::: RECORD SET
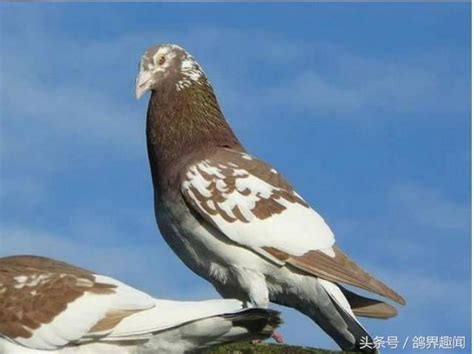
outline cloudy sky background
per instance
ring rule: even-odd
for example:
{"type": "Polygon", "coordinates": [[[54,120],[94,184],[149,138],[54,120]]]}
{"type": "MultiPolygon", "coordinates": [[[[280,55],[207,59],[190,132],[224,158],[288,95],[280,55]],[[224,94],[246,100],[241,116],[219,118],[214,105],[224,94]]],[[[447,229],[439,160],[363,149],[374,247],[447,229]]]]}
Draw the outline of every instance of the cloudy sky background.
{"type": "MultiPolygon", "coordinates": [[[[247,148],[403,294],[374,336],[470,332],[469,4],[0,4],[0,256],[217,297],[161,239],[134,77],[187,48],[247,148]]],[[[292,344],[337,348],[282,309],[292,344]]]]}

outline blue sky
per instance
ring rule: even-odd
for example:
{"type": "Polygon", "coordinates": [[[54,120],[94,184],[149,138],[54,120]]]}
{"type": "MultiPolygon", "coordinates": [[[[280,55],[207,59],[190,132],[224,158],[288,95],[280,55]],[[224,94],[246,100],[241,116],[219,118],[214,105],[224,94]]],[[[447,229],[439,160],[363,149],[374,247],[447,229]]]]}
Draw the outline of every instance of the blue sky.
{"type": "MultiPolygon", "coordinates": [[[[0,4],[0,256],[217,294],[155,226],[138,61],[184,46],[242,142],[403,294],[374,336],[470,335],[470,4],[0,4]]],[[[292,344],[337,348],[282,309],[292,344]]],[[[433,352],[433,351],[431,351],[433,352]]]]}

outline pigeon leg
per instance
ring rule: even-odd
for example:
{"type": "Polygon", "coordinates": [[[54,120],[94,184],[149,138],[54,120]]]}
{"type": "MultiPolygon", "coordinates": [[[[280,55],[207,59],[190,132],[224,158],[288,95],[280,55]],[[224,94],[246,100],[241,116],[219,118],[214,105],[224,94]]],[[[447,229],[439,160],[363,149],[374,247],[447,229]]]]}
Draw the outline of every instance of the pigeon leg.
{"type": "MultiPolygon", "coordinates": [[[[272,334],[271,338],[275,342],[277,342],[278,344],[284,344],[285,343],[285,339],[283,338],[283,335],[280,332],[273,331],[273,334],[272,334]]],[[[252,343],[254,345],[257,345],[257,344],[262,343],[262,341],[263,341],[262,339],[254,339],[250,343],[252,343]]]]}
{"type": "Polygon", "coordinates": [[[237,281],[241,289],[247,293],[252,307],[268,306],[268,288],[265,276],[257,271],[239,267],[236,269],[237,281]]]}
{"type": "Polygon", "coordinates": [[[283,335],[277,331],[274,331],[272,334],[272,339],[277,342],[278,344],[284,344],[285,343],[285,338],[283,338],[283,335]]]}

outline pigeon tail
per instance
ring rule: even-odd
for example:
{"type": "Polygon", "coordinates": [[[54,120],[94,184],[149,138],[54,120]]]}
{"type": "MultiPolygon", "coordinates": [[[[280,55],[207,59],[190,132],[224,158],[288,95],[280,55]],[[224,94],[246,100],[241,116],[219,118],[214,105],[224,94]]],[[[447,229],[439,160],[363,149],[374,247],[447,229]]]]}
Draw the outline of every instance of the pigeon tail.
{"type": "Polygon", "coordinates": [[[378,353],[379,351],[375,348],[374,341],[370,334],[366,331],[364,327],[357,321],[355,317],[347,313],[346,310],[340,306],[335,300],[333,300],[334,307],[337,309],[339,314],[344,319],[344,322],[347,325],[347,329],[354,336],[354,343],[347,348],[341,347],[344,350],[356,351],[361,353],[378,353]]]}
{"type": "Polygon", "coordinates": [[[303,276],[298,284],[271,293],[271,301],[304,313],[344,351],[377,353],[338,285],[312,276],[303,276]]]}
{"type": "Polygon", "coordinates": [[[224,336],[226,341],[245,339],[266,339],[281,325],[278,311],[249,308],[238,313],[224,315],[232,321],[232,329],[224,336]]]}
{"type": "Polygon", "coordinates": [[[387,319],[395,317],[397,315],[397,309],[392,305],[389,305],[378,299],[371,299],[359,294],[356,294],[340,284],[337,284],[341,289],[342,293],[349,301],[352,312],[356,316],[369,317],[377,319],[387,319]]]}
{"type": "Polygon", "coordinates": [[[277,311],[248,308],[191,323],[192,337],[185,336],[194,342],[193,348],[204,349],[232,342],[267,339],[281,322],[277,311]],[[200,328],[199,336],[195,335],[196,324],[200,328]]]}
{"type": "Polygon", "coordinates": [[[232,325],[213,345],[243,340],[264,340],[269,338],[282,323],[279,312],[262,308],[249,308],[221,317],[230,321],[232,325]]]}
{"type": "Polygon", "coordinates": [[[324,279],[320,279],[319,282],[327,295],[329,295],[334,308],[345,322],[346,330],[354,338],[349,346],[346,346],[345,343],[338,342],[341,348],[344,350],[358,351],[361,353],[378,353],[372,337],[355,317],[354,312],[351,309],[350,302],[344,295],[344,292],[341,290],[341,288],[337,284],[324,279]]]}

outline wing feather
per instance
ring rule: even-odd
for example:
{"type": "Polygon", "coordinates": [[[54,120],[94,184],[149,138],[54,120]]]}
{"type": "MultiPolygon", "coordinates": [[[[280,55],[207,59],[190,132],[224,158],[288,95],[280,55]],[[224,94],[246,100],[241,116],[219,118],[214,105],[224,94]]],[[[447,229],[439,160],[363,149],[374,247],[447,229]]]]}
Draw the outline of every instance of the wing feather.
::::::
::: RECORD SET
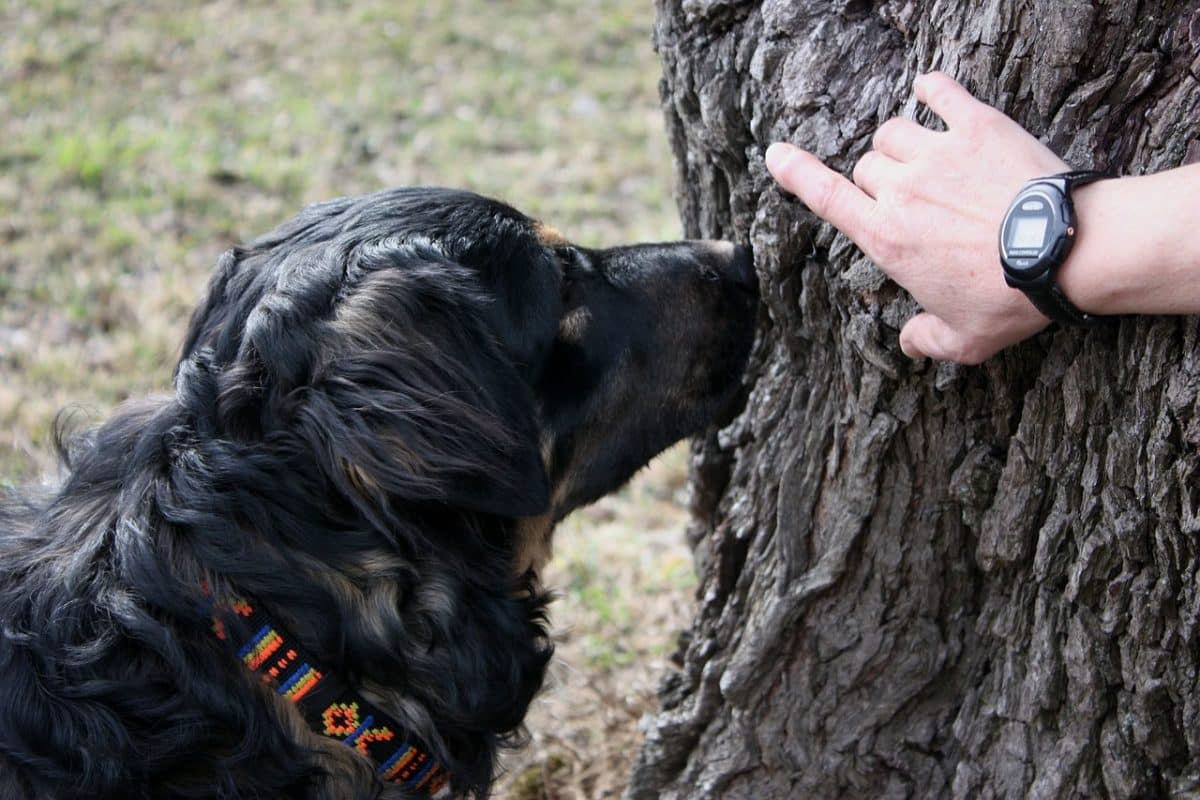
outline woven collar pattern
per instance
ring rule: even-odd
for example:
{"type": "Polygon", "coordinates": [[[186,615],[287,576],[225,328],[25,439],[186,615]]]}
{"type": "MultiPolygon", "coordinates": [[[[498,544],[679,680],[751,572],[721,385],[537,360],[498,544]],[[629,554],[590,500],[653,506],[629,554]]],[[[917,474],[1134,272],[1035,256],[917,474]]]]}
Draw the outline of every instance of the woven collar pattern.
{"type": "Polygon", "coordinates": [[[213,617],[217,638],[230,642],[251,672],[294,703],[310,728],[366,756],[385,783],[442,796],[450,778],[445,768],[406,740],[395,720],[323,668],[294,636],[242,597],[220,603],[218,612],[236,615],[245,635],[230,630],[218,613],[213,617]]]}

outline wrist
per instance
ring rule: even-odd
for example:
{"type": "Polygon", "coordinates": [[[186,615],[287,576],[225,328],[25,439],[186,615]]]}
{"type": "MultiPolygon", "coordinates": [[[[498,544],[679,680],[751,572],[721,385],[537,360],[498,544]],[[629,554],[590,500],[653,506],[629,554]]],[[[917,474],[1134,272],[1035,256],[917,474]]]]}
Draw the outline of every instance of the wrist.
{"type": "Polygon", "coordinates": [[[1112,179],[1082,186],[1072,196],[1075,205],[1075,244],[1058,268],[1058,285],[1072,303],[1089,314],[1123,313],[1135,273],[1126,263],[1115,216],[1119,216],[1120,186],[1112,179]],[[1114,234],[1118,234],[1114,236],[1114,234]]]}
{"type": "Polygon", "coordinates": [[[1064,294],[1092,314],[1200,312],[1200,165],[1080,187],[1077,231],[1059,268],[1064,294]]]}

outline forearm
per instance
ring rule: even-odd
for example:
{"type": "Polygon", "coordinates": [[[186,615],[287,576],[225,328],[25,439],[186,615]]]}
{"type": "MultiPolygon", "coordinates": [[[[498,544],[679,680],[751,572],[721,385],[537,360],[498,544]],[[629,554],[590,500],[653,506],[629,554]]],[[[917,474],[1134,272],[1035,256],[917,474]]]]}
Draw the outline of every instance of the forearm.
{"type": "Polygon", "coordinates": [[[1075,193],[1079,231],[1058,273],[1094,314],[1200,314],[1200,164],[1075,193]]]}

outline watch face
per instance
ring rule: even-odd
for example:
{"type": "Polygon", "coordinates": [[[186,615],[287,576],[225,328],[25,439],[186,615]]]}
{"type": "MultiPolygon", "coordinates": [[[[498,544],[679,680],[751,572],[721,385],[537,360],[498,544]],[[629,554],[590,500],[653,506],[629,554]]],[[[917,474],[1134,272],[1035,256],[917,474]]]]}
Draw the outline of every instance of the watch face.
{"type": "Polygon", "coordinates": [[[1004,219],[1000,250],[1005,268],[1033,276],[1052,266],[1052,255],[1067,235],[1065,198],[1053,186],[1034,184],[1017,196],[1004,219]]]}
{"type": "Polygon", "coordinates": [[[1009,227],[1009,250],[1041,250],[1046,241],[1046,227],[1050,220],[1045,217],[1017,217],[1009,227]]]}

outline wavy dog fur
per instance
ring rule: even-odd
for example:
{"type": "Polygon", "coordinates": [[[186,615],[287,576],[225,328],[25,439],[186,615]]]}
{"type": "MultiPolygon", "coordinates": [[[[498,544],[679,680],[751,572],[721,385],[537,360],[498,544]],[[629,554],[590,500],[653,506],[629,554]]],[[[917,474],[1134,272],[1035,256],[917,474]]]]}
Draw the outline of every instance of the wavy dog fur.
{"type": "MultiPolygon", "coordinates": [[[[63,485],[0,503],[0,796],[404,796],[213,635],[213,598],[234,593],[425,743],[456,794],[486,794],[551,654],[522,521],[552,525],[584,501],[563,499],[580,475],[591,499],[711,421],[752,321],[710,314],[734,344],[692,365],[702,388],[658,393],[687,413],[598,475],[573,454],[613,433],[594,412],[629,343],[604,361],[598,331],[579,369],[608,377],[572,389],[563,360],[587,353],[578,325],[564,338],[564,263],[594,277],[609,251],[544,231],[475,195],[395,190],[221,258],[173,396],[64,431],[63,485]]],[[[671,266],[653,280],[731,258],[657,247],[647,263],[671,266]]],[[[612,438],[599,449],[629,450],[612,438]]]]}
::::::
::: RECORD SET
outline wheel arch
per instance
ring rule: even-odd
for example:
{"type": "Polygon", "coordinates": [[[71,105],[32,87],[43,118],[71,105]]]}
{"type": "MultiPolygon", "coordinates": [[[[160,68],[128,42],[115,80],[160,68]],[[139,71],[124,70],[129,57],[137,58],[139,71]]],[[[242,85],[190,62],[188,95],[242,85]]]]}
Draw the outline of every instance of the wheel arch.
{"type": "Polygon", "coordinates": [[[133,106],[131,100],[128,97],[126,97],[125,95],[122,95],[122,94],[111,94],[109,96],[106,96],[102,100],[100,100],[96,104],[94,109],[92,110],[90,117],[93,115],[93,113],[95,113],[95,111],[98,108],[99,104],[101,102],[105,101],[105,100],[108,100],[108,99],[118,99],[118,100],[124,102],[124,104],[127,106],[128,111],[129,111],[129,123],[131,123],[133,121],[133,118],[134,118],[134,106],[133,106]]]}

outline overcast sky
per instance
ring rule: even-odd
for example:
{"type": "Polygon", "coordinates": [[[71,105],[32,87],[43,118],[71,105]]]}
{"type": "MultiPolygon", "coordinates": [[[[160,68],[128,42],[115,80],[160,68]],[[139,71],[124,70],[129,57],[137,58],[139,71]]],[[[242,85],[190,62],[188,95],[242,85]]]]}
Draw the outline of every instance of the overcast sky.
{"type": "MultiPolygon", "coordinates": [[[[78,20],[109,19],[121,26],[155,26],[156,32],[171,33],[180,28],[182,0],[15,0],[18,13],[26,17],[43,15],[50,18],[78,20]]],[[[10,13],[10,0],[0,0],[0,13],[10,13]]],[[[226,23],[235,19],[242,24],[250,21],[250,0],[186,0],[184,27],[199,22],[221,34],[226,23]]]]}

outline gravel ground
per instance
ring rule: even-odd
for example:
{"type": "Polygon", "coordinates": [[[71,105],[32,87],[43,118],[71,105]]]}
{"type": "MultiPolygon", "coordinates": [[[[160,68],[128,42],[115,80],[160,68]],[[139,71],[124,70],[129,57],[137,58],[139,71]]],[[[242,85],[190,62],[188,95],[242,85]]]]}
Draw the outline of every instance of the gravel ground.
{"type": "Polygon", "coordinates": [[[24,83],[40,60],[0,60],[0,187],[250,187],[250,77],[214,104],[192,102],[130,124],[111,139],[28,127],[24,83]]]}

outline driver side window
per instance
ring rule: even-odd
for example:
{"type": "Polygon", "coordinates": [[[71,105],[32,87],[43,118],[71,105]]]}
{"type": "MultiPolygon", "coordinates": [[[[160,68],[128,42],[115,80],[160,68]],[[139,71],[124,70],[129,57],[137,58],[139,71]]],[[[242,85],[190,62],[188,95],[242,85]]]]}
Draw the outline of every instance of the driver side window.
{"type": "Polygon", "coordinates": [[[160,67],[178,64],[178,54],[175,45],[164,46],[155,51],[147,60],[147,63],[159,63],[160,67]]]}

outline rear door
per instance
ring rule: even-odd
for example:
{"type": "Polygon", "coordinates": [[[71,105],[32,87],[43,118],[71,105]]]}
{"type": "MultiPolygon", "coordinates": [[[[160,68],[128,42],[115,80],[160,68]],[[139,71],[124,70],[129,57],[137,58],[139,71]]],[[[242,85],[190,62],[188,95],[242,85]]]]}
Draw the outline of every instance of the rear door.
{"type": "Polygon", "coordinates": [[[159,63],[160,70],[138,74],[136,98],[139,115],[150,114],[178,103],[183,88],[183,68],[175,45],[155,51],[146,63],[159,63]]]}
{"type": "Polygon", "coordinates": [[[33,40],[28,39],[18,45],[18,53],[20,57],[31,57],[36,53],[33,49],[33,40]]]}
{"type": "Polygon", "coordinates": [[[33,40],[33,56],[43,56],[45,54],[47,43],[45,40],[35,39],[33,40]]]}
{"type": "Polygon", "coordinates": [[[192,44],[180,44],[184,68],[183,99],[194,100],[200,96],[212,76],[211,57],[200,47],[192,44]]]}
::::::
TO DO -> Which lines of the data include the string "feather"? Find them and copy each one.

EXERCISE SOLUTION ->
outline wing feather
Draw the outline of every instance of the wing feather.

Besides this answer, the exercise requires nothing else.